● **TESTO DI LETTURA**:
╭──
Infondata, da ultimo, e’ anche l’eccezione relativa all’omessa
descrizione del contenuto delle dichiarazioni da cui deriva il
conflitto, avendo la ricorrente riprodotto, nel ricorso, il capo di
imputazione, che contiene il testo delle dichiarazioni stesse.
4. – Nel merito, il ricorso e’ fondato.
Secondo la costante giurisprudenza di questa Corte, per la
configurabilita’ di un nesso funzionale tra le dichiarazioni rese
extra moenia da un parlamentare e l’espletamento delle sue funzioni
di membro del Parlamento – al quale e’ subordinata la prerogativa
dell’insindacabilita’, ai sensi dell’art. 68, primo comma, Cost. – e’
necessario che tali dichiarazioni possano rappresentare espressione
dell’esercizio di tipiche attivita’ parlamentari (tra le molte,
sentenze n. 98 del 2011, n. 301 del 2010, n. 420 e n. 410 del 2008).
╰──
● **COSA FARE**:
1. Elenca tutte le sentenze della Corte citate nel testo sull'insindacabilità dei parlamentari, indicando numero e anno di ciascuna.
2. Secondo il testo sull'insindacabilità dei parlamentari, perché l'eccezione relativa all'omessa descrizione del contenuto delle dichiarazioni è infondata? Rispondi in una o due frasi.
3. Fornisci il seguito del testo sull'insindacabilità dei parlamentari, partendo dopo l'ultima frase riportata.

● **VOCI RIPORTATE**:
╭──
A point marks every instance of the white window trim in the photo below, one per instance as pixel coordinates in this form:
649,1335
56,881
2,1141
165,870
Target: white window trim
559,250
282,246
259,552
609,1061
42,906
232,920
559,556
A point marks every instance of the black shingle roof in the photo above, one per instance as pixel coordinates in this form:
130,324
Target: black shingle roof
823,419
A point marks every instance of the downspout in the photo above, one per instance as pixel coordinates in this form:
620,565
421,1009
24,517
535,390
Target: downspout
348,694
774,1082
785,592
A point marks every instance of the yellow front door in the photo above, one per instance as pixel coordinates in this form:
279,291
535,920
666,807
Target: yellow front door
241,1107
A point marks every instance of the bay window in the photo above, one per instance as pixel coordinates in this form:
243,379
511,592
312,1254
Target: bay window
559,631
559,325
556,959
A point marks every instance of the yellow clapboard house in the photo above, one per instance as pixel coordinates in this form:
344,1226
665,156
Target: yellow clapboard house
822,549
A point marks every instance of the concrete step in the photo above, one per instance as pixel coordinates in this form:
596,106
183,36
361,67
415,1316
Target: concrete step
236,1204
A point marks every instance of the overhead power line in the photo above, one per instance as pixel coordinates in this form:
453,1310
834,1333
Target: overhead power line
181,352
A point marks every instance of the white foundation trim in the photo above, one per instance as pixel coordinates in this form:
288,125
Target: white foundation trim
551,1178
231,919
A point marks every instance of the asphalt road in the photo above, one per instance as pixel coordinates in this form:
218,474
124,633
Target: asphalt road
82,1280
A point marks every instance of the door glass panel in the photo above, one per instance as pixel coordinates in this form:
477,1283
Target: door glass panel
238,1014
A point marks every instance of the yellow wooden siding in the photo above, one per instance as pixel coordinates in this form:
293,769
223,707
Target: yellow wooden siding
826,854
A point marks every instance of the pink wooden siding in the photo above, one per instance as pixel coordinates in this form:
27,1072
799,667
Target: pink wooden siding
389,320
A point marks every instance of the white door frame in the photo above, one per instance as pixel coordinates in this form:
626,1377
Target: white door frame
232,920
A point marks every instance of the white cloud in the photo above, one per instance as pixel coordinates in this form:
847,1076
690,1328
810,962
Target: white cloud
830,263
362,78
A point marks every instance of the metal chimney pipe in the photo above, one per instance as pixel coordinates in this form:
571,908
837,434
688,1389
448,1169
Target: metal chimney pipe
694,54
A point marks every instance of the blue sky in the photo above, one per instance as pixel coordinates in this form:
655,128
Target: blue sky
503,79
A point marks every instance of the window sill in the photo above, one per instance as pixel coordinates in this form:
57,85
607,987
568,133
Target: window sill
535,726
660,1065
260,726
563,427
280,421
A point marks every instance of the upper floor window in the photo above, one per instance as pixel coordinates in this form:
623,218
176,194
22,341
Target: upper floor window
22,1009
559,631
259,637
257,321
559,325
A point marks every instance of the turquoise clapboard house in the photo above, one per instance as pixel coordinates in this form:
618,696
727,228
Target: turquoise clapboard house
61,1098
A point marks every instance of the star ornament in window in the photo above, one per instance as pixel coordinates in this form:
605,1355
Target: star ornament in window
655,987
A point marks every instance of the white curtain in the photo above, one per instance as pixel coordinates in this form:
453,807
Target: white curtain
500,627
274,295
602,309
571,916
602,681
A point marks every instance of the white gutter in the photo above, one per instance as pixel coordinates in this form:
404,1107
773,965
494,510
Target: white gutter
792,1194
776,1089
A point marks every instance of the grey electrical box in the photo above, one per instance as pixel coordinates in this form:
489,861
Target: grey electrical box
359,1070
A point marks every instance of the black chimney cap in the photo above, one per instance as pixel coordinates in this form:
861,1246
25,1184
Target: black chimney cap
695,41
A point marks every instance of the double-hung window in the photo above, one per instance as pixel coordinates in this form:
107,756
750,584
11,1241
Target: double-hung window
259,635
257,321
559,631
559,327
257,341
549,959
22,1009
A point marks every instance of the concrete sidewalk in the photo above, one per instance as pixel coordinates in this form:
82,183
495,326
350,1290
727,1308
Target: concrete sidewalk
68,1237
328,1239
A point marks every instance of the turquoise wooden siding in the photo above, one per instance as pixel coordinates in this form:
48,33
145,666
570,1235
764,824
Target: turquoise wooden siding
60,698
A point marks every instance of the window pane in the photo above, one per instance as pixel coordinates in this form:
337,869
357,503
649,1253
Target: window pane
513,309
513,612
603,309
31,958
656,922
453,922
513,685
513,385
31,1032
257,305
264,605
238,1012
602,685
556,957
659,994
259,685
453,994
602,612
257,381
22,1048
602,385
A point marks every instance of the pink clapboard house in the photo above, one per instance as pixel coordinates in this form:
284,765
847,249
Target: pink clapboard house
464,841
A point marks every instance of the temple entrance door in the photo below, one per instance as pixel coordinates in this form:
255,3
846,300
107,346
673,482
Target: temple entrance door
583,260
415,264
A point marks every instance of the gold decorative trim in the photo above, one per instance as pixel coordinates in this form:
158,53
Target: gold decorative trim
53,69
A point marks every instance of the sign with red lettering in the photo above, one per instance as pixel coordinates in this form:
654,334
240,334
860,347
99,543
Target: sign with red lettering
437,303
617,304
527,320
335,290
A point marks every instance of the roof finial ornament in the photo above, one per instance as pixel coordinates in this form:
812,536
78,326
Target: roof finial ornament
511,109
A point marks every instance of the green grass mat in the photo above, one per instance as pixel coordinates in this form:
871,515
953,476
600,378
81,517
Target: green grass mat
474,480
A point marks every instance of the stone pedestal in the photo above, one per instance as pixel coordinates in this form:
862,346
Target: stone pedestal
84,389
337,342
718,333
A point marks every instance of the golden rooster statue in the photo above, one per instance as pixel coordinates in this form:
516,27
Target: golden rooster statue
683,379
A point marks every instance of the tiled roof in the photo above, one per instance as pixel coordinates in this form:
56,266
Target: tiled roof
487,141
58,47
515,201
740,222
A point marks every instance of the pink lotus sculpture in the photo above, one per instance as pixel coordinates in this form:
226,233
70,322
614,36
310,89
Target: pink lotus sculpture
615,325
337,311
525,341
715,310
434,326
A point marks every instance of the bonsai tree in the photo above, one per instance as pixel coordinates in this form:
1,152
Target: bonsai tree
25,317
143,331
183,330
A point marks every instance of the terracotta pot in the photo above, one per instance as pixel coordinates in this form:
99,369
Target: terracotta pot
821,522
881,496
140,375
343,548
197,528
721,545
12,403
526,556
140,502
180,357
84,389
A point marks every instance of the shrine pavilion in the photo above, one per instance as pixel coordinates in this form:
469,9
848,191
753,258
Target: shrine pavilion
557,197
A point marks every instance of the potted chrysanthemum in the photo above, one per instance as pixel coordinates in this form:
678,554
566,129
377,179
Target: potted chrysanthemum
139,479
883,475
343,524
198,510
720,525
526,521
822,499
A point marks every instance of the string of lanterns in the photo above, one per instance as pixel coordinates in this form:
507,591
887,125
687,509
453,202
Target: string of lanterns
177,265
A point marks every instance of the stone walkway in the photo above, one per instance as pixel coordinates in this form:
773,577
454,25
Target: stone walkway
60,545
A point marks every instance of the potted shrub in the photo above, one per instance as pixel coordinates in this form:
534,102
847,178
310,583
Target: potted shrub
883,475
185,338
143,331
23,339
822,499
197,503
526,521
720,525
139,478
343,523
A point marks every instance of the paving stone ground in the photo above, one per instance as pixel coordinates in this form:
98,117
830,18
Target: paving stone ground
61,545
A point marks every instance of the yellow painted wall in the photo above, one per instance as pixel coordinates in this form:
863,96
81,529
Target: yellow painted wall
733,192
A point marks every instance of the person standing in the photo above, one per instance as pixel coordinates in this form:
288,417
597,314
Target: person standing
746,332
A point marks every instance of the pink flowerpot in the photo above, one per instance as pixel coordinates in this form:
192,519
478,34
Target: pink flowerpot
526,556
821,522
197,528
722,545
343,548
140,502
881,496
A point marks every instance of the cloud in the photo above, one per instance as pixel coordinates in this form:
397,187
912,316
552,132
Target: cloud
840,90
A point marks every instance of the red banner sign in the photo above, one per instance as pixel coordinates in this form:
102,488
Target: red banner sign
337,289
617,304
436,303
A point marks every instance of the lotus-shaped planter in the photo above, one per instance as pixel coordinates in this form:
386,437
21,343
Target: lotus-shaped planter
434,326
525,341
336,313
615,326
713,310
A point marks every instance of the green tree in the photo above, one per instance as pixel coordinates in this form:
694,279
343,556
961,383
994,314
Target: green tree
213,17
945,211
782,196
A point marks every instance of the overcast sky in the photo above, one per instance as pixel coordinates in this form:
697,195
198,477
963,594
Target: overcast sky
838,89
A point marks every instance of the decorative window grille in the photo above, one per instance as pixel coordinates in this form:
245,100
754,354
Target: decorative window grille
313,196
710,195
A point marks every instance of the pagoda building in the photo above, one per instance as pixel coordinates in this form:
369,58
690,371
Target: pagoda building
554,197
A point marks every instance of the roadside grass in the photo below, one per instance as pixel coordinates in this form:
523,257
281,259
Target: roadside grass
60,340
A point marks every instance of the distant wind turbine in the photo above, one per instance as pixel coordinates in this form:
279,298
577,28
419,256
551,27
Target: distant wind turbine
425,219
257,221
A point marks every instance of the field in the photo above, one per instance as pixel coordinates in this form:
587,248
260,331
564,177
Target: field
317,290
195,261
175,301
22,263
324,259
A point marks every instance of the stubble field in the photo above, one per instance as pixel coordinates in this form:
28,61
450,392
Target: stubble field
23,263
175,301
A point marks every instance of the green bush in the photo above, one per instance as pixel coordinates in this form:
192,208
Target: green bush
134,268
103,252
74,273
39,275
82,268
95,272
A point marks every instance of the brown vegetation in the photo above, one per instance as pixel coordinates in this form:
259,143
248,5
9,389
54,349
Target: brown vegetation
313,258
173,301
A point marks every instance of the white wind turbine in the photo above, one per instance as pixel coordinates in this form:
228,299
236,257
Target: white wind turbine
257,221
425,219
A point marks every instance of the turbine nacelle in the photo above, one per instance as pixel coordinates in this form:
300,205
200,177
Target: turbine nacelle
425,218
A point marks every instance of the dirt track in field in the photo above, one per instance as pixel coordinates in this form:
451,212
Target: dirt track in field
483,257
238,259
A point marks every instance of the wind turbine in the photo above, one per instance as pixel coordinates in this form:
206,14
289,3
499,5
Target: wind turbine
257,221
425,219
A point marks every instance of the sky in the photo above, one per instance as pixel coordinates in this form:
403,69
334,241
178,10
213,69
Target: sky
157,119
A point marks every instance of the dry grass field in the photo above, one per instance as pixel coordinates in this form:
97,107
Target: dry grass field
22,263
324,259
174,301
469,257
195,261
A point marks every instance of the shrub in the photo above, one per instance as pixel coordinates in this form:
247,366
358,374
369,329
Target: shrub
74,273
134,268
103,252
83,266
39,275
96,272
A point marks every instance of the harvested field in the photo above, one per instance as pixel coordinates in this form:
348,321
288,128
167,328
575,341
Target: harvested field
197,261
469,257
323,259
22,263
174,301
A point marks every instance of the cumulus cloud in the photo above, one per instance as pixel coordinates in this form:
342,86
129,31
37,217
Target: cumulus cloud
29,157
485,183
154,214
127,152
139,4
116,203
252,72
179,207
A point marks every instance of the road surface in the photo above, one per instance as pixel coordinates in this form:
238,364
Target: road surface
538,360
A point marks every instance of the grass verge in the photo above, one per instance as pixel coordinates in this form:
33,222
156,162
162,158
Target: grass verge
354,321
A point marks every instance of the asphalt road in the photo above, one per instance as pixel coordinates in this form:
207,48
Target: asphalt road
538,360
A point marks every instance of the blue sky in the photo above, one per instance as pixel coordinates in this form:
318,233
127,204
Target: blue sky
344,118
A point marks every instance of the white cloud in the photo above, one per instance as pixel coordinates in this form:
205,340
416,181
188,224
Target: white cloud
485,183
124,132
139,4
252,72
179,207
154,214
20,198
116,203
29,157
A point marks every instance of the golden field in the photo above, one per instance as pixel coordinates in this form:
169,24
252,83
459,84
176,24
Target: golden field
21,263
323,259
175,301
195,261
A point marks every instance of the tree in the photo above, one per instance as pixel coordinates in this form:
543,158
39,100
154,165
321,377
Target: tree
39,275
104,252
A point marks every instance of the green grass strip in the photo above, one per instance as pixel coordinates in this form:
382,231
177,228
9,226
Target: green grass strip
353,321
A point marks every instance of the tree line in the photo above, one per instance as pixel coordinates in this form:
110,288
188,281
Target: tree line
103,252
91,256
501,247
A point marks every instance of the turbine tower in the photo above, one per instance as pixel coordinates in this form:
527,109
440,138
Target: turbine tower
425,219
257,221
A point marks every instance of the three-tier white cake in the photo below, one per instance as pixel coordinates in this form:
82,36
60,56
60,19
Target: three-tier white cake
╰──
● **RISULTATI DELL'ESERCIZIO**:
1.
- n. 98 del 2011
- n. 301 del 2010
- n. 420 del 2008
- n. 410 del 2008

2. L'eccezione è infondata perché la ricorrente ha riprodotto nel ricorso il capo di imputazione. Questo contiene il testo delle dichiarazioni da cui deriva il conflitto.

3.
Nella specie, ne’ la relazione della Giunta per le
autorizzazioni, ne’ la delibera di insindacabilita’ dell’Assemblea
hanno indicato alcuno specifico atto parlamentare, compiuto dall’on.
Sgarbi, al quale, per il suo contenuto, possano essere riferite le
opinioni oggetto di conflitto.
Nell’ambito del presente giudizio, la difesa della Camera dei
deputati ha, invece, richiamato, come atti parlamentari cui le
dichiarazioni esterne si connetterebbero, quattordici atti, tra
interventi e atti di sindacato ispettivo, posti in essere dall’allora
deputato Sgarbi, nell’esercizio delle funzioni, negli anni tra il
1993 e il 1999.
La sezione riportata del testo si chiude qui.